Then you could essentially apply your model to any molecule and end up discovering that a previously overlooked molecule would in fact work as an excellent antibiotic. This is how Stokes et al. in their paper (2020) predicted a new antibiotic called Halicin.
Another interesting paper by DeepMind (ETA Prediction with Graph Neural Networks in Google Maps, 2021) modeled transportation maps as graphs and ran a graph neural network to improve the accuracy of ETAs by up to 50% in Google Maps.
In this paper they partition travel routes into super segments which model a part of the route. This gave them a graph structure to operate over on which they run a graph neural network.
There have been other interesting papers that represent naturally occurring data as graphs (social networks, electrical circuits, Feynman diagrams and more) that made significant discoveries as well.
And if you think abut it, a standard neural network can be represented as a graph too 🤯.
What can we do with Graph Neural Networks?
Let’s first start with what we might want to do with our graph neural network before understanding how we would do that.
One kind of output we might want from our graph neural network is on the entire graph level, to have a single output vector. You could relate this kind of output with the ETA prediction or predicting binding energy from a molecular structure from the examples we talked about.
Another kind of output you might want is the node or edge level predictions and end up with a vector for each node or edge. You could relate this with an example where you need to rank every node in the prediction or probably predict the bond angle for all bonds given the molecular structure.
You might also be interested in answering the question “Where should I place a new edge or a node” or predict where an edge or a node might appear. We could not only get that prediction from the graph, but then we could also turn some other data into a graph.
As you might have guessed with the graph neural network, we first want to generate an output graph or latents from which we would then be able to work on this wide variety of standard tasks.
So essentially what we need to do from the latent graph (features for each node represented as \(\vec{h_i}\)) for the graph level predictions is:
- first figure out some way to aggregate all the vectors (like simply summing), and
- then create some function to get the predictions:
And now it is quite simple to show on a high level what we need to do from the latents to get our outputs.
For node level outputs we would just have one node vector passed into our function and get the predictions for that node:
\[\vec{Z_i} = f(\vec{h_i})\]The problem with variable sized inputs
Now that we know what we can do with the graph neural networks and why you might want to represent your data in graphs, let’s see how we would go about training on graph data.
But first off, we have a problem on our hands: graphs are essentially variable size inputs. In a standard neural network, as shown in the figure below, the input layer (shown in the figure as \(x_i\)) has a fixed number of neurons. In this network you cannot suddenly apply the network to a variable sized input.
But if you recall, you can apply convolutional neural networks on variable sized inputs.

========================================================================

TASKS AND EXERCISES:
A - The passage on graph neural networks gives examples in parentheses of naturally occurring data that other papers represent as graphs. List every example it names there.
B - From the passage on graph neural networks, extract the part that opens with the words containing "Another kind of" and closes with "of standard tasks.".
The records that come next have no connection to the passage on graph neural networks.

DATA LINES:
========================================================================

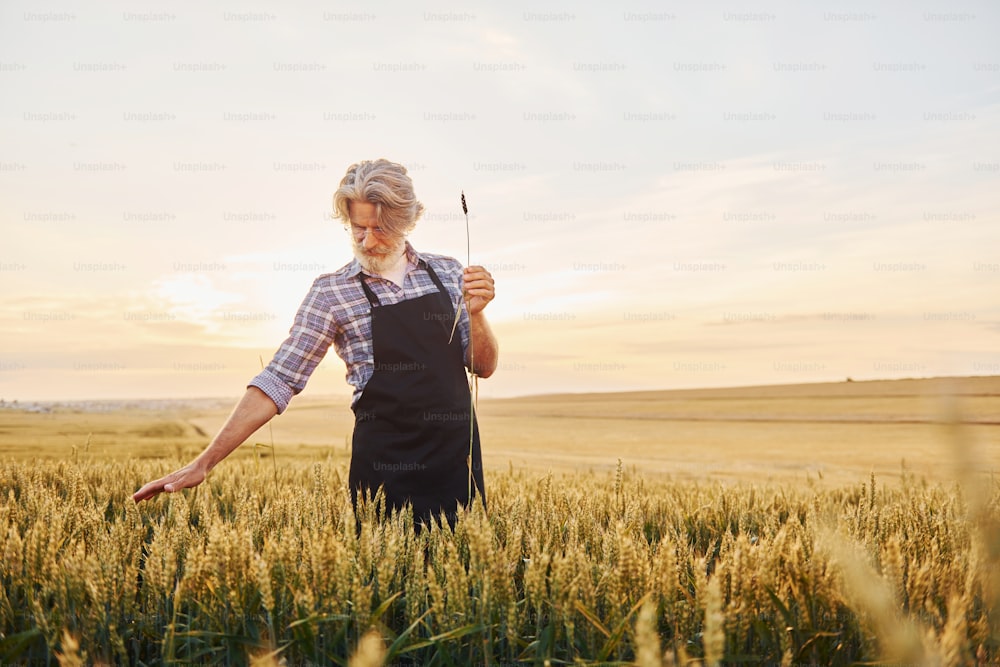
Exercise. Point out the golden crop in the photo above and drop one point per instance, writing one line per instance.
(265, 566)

========================================================================

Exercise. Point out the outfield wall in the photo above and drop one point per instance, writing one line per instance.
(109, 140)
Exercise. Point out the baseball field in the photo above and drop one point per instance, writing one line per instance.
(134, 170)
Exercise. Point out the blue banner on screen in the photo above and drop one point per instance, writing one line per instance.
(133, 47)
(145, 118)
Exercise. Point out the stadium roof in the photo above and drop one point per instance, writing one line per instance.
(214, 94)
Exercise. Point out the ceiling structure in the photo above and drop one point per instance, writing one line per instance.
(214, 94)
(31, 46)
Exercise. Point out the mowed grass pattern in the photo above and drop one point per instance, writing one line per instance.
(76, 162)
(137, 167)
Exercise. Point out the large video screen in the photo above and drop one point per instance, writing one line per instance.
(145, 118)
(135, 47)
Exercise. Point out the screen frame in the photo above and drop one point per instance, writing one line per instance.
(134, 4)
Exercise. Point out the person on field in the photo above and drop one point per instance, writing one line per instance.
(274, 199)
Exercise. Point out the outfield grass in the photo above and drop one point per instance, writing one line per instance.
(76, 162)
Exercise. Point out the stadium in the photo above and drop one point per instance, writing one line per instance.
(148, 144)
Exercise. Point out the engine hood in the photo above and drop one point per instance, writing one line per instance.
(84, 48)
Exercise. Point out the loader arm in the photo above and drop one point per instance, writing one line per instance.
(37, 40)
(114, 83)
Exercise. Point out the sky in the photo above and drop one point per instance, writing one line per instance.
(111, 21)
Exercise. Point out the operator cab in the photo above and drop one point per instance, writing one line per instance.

========================================================================

ANSWERS GIVEN:
A -
- social networks
- electrical circuits
- Feynman diagrams

B -
Another kind of output you might want is the node or edge level predictions and end up with a vector for each node or edge. You could relate this with an example where you need to rank every node in the prediction or probably predict the bond angle for all bonds given the molecular structure.
You might also be interested in answering the question “Where should I place a new edge or a node” or predict where an edge or a node might appear. We could not only get that prediction from the graph, but then we could also turn some other data into a graph.
As you might have guessed with the graph neural network, we first want to generate an output graph or latents from which we would then be able to work on this wide variety of standard tasks.